*What the task asks*
Find every line in the records below that holds the word "shirt", and copy it out.
□ □ □
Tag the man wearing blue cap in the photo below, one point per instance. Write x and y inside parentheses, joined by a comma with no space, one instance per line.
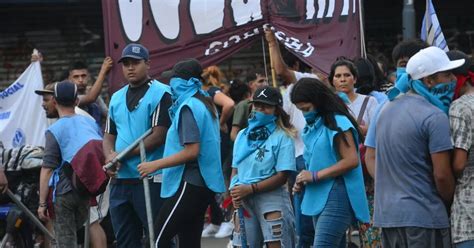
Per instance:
(138,106)
(65,139)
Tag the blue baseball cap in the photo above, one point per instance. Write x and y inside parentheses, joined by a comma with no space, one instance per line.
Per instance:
(65,92)
(134,51)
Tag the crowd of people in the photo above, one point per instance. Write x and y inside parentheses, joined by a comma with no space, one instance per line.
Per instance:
(309,164)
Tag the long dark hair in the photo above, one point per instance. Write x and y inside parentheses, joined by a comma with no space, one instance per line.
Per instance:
(325,101)
(208,103)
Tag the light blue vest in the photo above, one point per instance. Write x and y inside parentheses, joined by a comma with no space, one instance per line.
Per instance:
(209,158)
(320,153)
(131,125)
(71,133)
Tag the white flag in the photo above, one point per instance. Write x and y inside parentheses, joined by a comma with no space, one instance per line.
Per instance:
(22,119)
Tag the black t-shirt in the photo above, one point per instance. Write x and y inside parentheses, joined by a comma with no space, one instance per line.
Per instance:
(188,132)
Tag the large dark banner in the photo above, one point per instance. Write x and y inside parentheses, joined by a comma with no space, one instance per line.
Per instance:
(317,31)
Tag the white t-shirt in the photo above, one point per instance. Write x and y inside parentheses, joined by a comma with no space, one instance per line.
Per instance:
(78,110)
(296,116)
(369,112)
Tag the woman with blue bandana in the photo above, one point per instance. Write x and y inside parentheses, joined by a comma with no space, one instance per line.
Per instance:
(333,184)
(191,162)
(263,160)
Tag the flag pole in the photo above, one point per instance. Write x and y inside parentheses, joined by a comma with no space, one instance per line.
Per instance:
(273,72)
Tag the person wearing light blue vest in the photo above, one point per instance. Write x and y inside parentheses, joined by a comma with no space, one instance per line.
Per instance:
(264,157)
(65,139)
(334,192)
(191,163)
(140,105)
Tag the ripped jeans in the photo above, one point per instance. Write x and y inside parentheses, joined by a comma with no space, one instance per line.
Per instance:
(268,218)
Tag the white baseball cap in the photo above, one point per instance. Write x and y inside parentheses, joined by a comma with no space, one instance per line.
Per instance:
(429,61)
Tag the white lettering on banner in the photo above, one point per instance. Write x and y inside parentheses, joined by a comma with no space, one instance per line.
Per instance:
(131,16)
(213,17)
(11,90)
(331,4)
(246,11)
(292,43)
(295,44)
(217,46)
(22,119)
(166,16)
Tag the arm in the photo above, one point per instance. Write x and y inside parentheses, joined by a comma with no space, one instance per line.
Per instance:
(234,131)
(279,65)
(94,92)
(3,181)
(370,160)
(227,105)
(152,141)
(189,153)
(44,191)
(459,161)
(443,175)
(349,160)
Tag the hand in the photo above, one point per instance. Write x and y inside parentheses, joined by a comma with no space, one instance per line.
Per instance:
(224,128)
(236,203)
(112,171)
(239,192)
(270,37)
(106,65)
(42,213)
(304,177)
(3,182)
(146,168)
(363,129)
(297,187)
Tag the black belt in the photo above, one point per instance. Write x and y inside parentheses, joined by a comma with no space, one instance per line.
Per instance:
(128,181)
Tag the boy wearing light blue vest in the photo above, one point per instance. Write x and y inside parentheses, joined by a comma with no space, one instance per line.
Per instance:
(191,164)
(67,138)
(140,105)
(334,192)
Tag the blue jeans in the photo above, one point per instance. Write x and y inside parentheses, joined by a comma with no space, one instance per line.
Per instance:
(331,224)
(303,223)
(128,211)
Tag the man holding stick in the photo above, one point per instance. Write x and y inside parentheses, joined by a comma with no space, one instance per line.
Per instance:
(140,105)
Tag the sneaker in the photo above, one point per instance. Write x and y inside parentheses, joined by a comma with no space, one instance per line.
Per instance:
(225,230)
(210,230)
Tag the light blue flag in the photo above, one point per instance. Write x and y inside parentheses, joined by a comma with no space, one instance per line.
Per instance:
(431,29)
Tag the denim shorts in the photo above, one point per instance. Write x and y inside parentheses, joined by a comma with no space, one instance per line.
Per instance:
(260,229)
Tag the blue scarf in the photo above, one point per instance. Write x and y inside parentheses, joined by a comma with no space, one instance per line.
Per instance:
(182,90)
(261,126)
(310,116)
(441,95)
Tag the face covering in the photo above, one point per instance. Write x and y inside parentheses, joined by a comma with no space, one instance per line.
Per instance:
(441,95)
(182,90)
(310,116)
(261,126)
□ □ □
*Response area*
Tag the black t-shirt in the photo above, one point per instance. Write x and y inside parentheses, joined by a comma with no space, one instance per line.
Tag the white t-shirt in the photo above, one point per instance. Write x and y inside parentheses, joined by a comma with no space, one instance per line.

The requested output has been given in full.